----- DATA SUPPLIED
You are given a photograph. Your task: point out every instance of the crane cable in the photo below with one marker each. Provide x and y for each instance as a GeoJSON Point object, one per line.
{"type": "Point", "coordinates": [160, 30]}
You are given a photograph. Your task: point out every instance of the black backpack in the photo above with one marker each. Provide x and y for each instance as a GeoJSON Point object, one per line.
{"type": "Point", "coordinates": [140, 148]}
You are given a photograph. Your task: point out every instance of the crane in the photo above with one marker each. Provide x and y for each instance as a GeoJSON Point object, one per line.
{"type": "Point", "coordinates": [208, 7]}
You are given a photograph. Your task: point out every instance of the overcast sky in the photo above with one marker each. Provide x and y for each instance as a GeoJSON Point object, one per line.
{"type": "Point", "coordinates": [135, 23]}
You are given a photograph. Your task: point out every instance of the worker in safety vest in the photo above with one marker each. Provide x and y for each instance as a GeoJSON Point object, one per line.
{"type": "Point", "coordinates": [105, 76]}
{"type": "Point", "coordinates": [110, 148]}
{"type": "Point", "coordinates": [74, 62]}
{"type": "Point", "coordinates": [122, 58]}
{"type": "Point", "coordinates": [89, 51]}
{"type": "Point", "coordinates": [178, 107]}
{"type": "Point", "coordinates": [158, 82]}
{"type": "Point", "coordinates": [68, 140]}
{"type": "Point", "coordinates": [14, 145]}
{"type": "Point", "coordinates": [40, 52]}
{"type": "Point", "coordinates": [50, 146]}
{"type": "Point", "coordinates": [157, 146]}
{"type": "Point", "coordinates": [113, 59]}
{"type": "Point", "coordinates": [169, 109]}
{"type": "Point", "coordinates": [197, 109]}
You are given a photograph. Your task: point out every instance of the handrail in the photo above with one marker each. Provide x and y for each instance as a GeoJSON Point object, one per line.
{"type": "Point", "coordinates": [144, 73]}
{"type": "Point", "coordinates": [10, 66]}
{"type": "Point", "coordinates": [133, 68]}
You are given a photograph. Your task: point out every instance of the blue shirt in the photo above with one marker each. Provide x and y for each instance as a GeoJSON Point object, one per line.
----------
EXERCISE BRIEF:
Rewrite every one of the records above, putting "dot" wherever "marker" occurs and changing nothing else.

WRITTEN REPLY:
You are given a photograph. Your task: point out every instance of the crane cable in the photo below with one dot each. Provide x and y for each instance as a GeoJSON Point object, one per line.
{"type": "Point", "coordinates": [160, 30]}
You are given a photograph. Your task: point out every instance of the black backpack in the photo above with one dot each. Provide x and y for each instance as a GeoJSON Point object, one per line.
{"type": "Point", "coordinates": [140, 148]}
You are given a photograph. Your task: point out every instance of the crane in the photo above with one dot each. Provide x and y for each instance as a GeoJSON Point object, one per line.
{"type": "Point", "coordinates": [208, 7]}
You are given a photograph. Your task: point out every instance of the overcast sky in the photo above with one dot each. Provide x and y for each instance as a GeoJSON Point object, one per line.
{"type": "Point", "coordinates": [135, 23]}
You are given a photograph. Your task: point out every instance of the worker in safety vest in the photo above with one dot each. Provide x and y for each instance as a GeoJSON Point object, one per line.
{"type": "Point", "coordinates": [105, 76]}
{"type": "Point", "coordinates": [110, 148]}
{"type": "Point", "coordinates": [74, 62]}
{"type": "Point", "coordinates": [122, 58]}
{"type": "Point", "coordinates": [89, 51]}
{"type": "Point", "coordinates": [178, 107]}
{"type": "Point", "coordinates": [158, 82]}
{"type": "Point", "coordinates": [68, 140]}
{"type": "Point", "coordinates": [14, 145]}
{"type": "Point", "coordinates": [40, 52]}
{"type": "Point", "coordinates": [50, 146]}
{"type": "Point", "coordinates": [157, 146]}
{"type": "Point", "coordinates": [113, 59]}
{"type": "Point", "coordinates": [169, 109]}
{"type": "Point", "coordinates": [197, 109]}
You are given a photograph. Your task: point out every instance of the handrail in the photo above with one dot each. Provide x and y for each instance as a GeoJSON Point object, one per line.
{"type": "Point", "coordinates": [144, 73]}
{"type": "Point", "coordinates": [10, 66]}
{"type": "Point", "coordinates": [133, 68]}
You are given a photograph. Your task: point out every instance of the blue shirt in the photo above with one dot each. Provide x and y for each instance as a GeoJSON Point object, one per line.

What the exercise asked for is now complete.